== Document text

Experts in the East respond to study that suggests freshwater fish are highly contaminated with PFAS

GREENVILLE, N.C. (WITN) – As people are looking for the next greatest catch, the Environmental Working Group encourages fishers to air on the side of caution.

Washington resident and fisher, Kent Alligood, says “The rockfish have been picking up and doing pretty well. Bites been pretty steady.”

According to the research in the Environmental Working Group’s study, eating just one serving of freshwater fish a year can have the same effect as drinking heavily polluted water with PFAS, known as “forever chemicals,” because they fail to break down easily.

The findings came from evaluating the research of different kinds of PFAS particles in 501 fish fillet samples collected across the United States.

Sound Rivers Pamlico-Tar Riverkeeper, Jill Howell says, “PFAS when they end up in our waterways, they can be ingested by fish, and people are ingesting fish, so this is a public health problem.”

Though pollution issues aren’t always visible, the impact can be detrimental.

“The study was incredibly concerning and, in some ways, confirmed what we already know. These contaminants are called forever chemicals for a reason. They were created in a way to make them strong and resistant and to last, which is a problem when they end up where they shouldn’t be because they don’t go away and they bioaccumulate in fish,” Howell says.

According to Howell, PFAS aren’t the only pollution issue to be worried about. “Back in May, there was a major spill at a biogas hog farm operation in Freemont. Their lagoon that stores all of the swine waste, there was a cover over to capture methane and that burst, and out came waste. What we found was an incredible amount of fecal bacteria so things like e. coli and really high levels of nitrogen.”

Since the burst, Howell and Sound Rivers are urging the state to take action; both issues that could have a big impact on the lives of many in Eastern North Carolina.

The research added that locally caught freshwater fish are far more polluted than commercial catches as large-scale ocean fishing often occurs farther offshore, where PFAS pollution would be more diluted.

====
== Records shown

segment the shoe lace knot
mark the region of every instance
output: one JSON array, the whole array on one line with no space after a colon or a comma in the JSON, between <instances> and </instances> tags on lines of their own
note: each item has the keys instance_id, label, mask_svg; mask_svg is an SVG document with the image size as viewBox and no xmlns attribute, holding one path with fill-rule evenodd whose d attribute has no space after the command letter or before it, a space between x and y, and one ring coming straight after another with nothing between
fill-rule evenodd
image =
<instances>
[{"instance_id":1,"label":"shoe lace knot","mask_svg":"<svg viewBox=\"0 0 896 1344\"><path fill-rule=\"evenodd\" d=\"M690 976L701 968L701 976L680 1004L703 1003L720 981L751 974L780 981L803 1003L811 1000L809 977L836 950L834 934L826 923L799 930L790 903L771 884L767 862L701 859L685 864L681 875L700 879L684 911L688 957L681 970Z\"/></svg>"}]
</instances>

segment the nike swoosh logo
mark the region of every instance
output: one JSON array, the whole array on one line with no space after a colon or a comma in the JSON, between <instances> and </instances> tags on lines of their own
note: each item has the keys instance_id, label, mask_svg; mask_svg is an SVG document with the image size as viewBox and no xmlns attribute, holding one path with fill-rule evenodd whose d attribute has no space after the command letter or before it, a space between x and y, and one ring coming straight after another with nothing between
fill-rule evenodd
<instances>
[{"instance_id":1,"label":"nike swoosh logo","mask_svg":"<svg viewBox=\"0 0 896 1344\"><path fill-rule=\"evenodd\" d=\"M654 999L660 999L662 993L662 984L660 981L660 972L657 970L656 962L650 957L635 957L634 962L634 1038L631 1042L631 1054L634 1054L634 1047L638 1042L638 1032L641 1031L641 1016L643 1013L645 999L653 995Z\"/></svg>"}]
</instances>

====

Reproduce the article on PFAS in freshwater fish word for word, from "According to the" to "the United States.".

■ Response ■
According to the research in the Environmental Working Group’s study, eating just one serving of freshwater fish a year can have the same effect as drinking heavily polluted water with PFAS, known as “forever chemicals,” because they fail to break down easily.

The findings came from evaluating the research of different kinds of PFAS particles in 501 fish fillet samples collected across the United States.